§ **ASSIGNED TASK**:
The task calls for every line of the data to be retyped exactly.

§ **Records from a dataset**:

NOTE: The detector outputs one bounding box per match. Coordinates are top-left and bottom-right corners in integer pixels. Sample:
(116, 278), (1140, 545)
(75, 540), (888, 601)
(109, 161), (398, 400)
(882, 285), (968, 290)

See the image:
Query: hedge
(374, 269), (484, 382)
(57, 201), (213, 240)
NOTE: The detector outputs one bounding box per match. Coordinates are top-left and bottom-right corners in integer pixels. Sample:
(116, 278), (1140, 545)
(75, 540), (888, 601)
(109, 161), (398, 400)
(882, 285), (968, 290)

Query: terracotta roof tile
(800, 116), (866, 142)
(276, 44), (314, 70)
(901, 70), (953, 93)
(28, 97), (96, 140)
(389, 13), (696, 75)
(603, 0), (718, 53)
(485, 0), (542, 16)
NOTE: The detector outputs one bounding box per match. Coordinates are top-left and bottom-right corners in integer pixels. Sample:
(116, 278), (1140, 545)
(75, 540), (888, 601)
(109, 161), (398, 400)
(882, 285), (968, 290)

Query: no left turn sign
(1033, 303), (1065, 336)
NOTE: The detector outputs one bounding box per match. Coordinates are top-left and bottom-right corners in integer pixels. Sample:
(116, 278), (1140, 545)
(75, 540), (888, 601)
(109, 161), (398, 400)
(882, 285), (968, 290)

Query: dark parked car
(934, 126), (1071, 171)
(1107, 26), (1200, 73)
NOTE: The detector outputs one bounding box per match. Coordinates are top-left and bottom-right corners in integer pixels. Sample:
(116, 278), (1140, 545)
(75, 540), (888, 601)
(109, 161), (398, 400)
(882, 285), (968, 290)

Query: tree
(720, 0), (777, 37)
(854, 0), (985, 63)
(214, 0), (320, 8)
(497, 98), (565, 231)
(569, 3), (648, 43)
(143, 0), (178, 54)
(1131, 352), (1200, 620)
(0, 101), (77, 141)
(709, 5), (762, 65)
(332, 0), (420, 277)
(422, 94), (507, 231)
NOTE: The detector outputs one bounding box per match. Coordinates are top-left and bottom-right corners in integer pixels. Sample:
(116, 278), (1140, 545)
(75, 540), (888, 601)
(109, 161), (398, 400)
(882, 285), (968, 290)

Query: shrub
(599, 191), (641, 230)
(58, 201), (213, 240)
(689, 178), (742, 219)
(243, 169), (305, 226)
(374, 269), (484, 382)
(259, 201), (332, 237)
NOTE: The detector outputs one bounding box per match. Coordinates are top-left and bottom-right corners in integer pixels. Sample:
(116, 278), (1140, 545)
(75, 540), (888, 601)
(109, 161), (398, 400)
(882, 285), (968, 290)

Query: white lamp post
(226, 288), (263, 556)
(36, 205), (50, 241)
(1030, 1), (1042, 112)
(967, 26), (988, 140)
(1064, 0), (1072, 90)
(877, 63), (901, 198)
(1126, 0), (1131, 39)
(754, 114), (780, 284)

§ **OUTPUT FOR THIS TASK**:
NOTE: The detector outputs one bounding box per match. Coordinates are top-left and bottom-right corners in integer pixels. Sample:
(116, 278), (1140, 545)
(75, 540), (888, 601)
(109, 161), (398, 400)
(882, 285), (968, 290)

See the image:
Query: hedge
(374, 269), (484, 382)
(57, 201), (213, 240)
NOTE: The detector outputs one bounding box per match. Coordinates are top-left and bottom-right corners in integer pixels. Sample:
(116, 278), (1140, 545)
(75, 540), (888, 601)
(109, 161), (398, 400)
(882, 285), (968, 290)

Query: terracotta roof tile
(800, 116), (866, 142)
(276, 44), (314, 70)
(901, 70), (953, 93)
(28, 97), (96, 140)
(389, 13), (696, 75)
(603, 0), (718, 53)
(485, 0), (542, 16)
NOTE: The detector outputs one bounding box per match. Coordinates are top-left and bottom-right corners in integer pixels. Sample:
(116, 278), (1140, 545)
(75, 540), (888, 601)
(109, 161), (398, 400)
(882, 285), (968, 290)

Query: no left turn sign
(1033, 303), (1065, 336)
NOTE: The detector outputs one bounding box per match. Coordinates are top-left and bottom-right corners in integer pixels. Sample:
(116, 278), (1140, 545)
(75, 540), (888, 601)
(109, 161), (398, 400)
(882, 285), (968, 290)

Query: dark parked car
(934, 126), (1071, 171)
(1107, 26), (1200, 73)
NOTE: The detector outputs one bounding box per match. Coordinates are top-left and bottom-right corners in integer pixels. Sample:
(116, 278), (1140, 545)
(75, 540), (888, 601)
(109, 161), (398, 400)
(882, 285), (968, 290)

Query: tree
(720, 0), (777, 37)
(854, 0), (985, 63)
(214, 0), (320, 8)
(497, 98), (565, 231)
(569, 3), (648, 43)
(143, 0), (178, 54)
(1131, 352), (1200, 620)
(0, 101), (77, 141)
(709, 5), (762, 65)
(332, 0), (420, 277)
(422, 94), (507, 231)
NOTE: The detector outputs one bounding box per match. Coordinates are top-left and bottom-right corners in integer pixels. Sample:
(116, 278), (1140, 545)
(75, 540), (888, 601)
(109, 161), (398, 400)
(882, 285), (968, 290)

Query: shrub
(599, 191), (641, 230)
(58, 201), (213, 240)
(689, 178), (742, 219)
(243, 169), (305, 226)
(374, 269), (484, 382)
(259, 201), (332, 237)
NOTE: The detector outputs one bounding box per match. Coordinates are top-left and bottom-right corners in integer pixels. Sample:
(116, 278), (1140, 545)
(75, 540), (888, 601)
(109, 161), (398, 400)
(882, 285), (968, 290)

Query: white lamp post
(226, 288), (263, 556)
(36, 205), (50, 241)
(1030, 1), (1042, 112)
(967, 26), (988, 140)
(1064, 0), (1072, 90)
(877, 63), (901, 198)
(1126, 0), (1131, 39)
(754, 114), (780, 284)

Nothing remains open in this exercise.